## GIVEN EXERCISE 1
According to the first post in the forum thread below about 9845 speaker drivers, what does Usher use the "C" designation for?
## GIVEN EXERCISE 2
Extend the forum thread below about 9845 speaker drivers, starting after its final sentence.

══ EXTRACTED TEXT ══

Newtitan, after browsing through Ushers line-up, it would appear that "C" is the designation they use for the shielded drives.

Does anyone know which of the 9845 variants it is that Zalytron is selling at 45 bucks a pop? If you notice, they list the 9845M, but they've got graphs for 9845 and 8945 (someone got dyslexic?????).


----------



## newtitan (Mar 7, 2005)

#1) the zalytron verison is the "c" version, the partsexpress version is the non "c" versiosn

looks at the graphs and specs to see the differences

#2) I dont think the C' version specifies "sheilded" as how would a second magnet and bucking plate cause that much loss of SPL,and resonant frequency? 

I know for example on the dayotn rs28. the sheilded version vs non sheilded the resonant frequency changes , but not also the spl?

═══
══ SUPPLIED INFORMATION ══

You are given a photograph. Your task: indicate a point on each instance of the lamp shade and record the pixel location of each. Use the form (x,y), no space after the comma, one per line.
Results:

═══

## WRITTEN REPLY 1
Shielded drives.

## WRITTEN REPLY 2
who knows

anyway heres a response from another member




> I honestly did not notice the difference in model
> numbers. But, through your links, it seems that the
> rear chambers are a bit different in the two models.
> The one with the longer (bigger) rear chamber will
> ...


----------



## PlanetGranite (Apr 12, 2005)

Newtitan, my bad if I got the "C" wrong. Guess its not safe to assume that the darn "C" would mean the same thing throughout the line. 

Hopefully Zalytron will eventually notice that the data they have posted for the 9845 Dome Midrange, is in fact data for the 8945 7" Midwoofer.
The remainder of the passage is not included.